Excerpted records –
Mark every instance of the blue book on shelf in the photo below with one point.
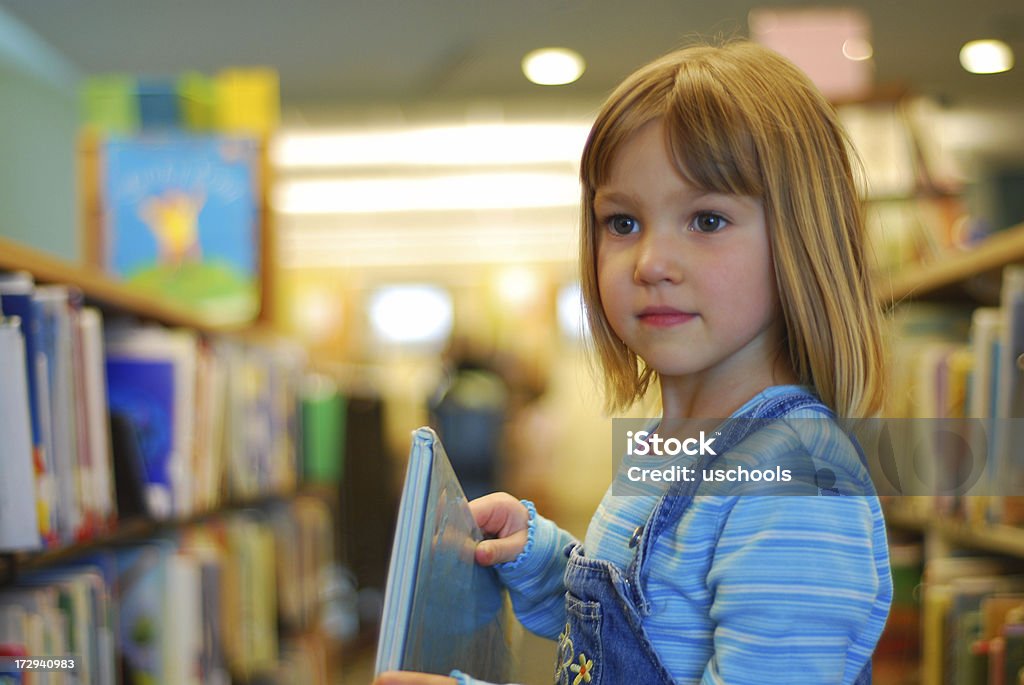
(182, 215)
(142, 390)
(441, 610)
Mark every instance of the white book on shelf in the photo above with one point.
(100, 476)
(18, 522)
(55, 301)
(1010, 393)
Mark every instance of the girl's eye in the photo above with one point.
(623, 225)
(709, 222)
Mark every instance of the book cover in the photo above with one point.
(99, 483)
(148, 371)
(441, 610)
(142, 391)
(142, 619)
(181, 220)
(56, 341)
(16, 299)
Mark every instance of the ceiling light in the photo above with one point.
(489, 144)
(553, 66)
(410, 194)
(411, 313)
(857, 49)
(986, 56)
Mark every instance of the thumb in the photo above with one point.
(500, 550)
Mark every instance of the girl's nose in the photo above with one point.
(658, 260)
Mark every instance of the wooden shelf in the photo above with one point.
(1003, 248)
(1005, 540)
(98, 287)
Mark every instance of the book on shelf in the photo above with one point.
(957, 371)
(441, 610)
(180, 219)
(16, 300)
(197, 606)
(152, 380)
(18, 527)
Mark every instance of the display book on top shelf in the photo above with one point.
(153, 519)
(956, 545)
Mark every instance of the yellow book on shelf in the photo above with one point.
(248, 100)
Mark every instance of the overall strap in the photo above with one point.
(671, 506)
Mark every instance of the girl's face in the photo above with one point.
(685, 275)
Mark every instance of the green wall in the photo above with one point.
(38, 128)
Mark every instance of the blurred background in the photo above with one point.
(420, 194)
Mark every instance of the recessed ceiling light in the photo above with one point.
(986, 56)
(857, 49)
(553, 66)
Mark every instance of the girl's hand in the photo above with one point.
(410, 678)
(505, 520)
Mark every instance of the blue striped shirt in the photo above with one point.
(744, 589)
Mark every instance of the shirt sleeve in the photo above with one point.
(536, 578)
(795, 582)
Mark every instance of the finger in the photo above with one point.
(500, 550)
(410, 678)
(499, 514)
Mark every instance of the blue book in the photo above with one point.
(142, 390)
(441, 610)
(182, 219)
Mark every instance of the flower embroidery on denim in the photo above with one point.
(564, 660)
(582, 670)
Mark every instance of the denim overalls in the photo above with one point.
(604, 642)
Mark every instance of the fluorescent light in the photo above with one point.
(553, 66)
(570, 312)
(487, 144)
(454, 191)
(411, 314)
(986, 56)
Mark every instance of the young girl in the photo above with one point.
(722, 255)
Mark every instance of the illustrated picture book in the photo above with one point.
(441, 610)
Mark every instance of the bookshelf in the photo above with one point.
(100, 288)
(258, 550)
(949, 268)
(955, 560)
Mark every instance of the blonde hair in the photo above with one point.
(742, 120)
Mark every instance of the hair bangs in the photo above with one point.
(710, 138)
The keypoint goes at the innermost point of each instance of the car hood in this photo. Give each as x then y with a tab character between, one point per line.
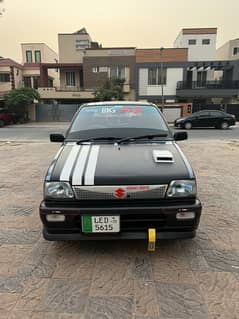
180	119
108	164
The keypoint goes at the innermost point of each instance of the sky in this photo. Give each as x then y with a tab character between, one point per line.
140	23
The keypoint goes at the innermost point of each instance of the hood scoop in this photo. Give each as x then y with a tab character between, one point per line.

Assigned task – Everything from the line containing "Mark every instance of the fluorescent" through the last line of the entries is to be output exactly as written, minus any pictures.

Answer to the problem –
Mark every instance of the fluorescent light in the photo above with one point.
(553, 66)
(570, 312)
(487, 144)
(454, 191)
(411, 314)
(986, 56)
Mark every instance of the young girl in the photo above with one point.
(722, 255)
Mark every instance of the illustrated picture book in the photo above with one point.
(441, 610)
Mark every instance of the bookshelf in the photo above with one point.
(100, 288)
(258, 550)
(949, 268)
(955, 560)
Mark every instance of the blonde hair in the photo above with one point.
(742, 120)
Mark every instance of the hair bangs in the photo above with one point.
(710, 138)
The keypoint goes at the innermost point of each instance of the car hood in this photo. Give each as x then y with a tab character between, one point per line.
180	119
108	164
The keypoint goes at the innermost point of each instance of the sky in this photo. Give each as x then y with a tab character between, one point per line.
140	23
The keypoint goes at the innermost point of each instance of the hood scoop in this photo. Give each as x then y with a tab character between, one point per line.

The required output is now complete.